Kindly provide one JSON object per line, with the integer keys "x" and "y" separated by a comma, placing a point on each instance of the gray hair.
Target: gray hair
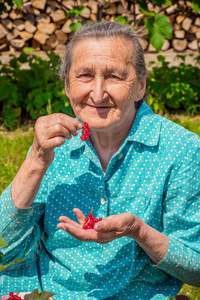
{"x": 102, "y": 30}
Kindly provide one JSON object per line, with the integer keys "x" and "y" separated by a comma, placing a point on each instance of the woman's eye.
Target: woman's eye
{"x": 85, "y": 75}
{"x": 112, "y": 76}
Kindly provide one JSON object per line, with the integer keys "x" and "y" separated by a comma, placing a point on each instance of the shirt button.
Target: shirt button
{"x": 120, "y": 156}
{"x": 103, "y": 201}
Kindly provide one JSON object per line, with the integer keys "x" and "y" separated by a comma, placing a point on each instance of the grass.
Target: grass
{"x": 14, "y": 147}
{"x": 13, "y": 151}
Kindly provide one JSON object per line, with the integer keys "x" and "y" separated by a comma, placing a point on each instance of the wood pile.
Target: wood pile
{"x": 44, "y": 25}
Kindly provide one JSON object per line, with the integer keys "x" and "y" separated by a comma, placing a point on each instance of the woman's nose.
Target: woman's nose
{"x": 98, "y": 93}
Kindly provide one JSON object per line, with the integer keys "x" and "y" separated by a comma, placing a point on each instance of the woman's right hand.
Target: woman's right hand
{"x": 51, "y": 132}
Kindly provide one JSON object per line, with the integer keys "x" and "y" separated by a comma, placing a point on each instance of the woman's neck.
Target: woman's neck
{"x": 107, "y": 143}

§

— Task description —
Recast every entry above as a two-column CSV with the header entry_text,answer_points, one row per entry. Put the entry's text and its answer each in a single quoted field with line breaks replaced by spaces, and leave out the pictures.

— The reply —
entry_text,answer_points
"Kindly provide one JSON object per line, with the integer keys ""x"" and ""y"" separated by a comma, placing a point on each instance of the gray hair. Target: gray hair","{""x"": 102, ""y"": 30}"
"Kindly provide one JSON object per line, with the integer keys ""x"" and ""y"" separated by a comma, placing a point on each instance of the woman's eye. Target: woman's eye","{""x"": 85, ""y"": 75} {""x"": 112, ""y"": 76}"
"Kindly provide one JSON object per line, with the integer keys ""x"" and ""y"" separated by a comma, placing a point on each instance of the shirt button. Target: shirt button","{""x"": 120, ""y"": 156} {""x"": 103, ""y"": 201}"
"Kindly provide one JSON object per line, with the integer keys ""x"" and ""y"" separated by a comma, placing a point on each instance of the grass. Target: grass","{""x"": 14, ""y"": 147} {""x"": 13, ""y"": 151}"
"Kindly provide one JSON object per line, with the integer keys ""x"" and ""y"" separated by a comma, placing a point on each instance of the wood pile. Target: wood pile","{""x"": 44, ""y"": 25}"
"Kindly provide one JSON object per line, with the integer keys ""x"" and ""y"" separated by a comma, placing a point on each instance of the woman's nose. Target: woman's nose","{""x"": 98, ""y"": 93}"
"Kindly provide one JSON object per line, with the integer keys ""x"" and ""y"" separated by a comma, placing a point on each instance of the woman's right hand. Target: woman's right hand","{""x"": 51, ""y"": 132}"
"Kindly provide one JSON object per line, with the integer keys ""x"" and ""y"" separated by a comma, placing a point on each instance of the woman's neck. Target: woman's neck","{""x"": 107, ""y"": 143}"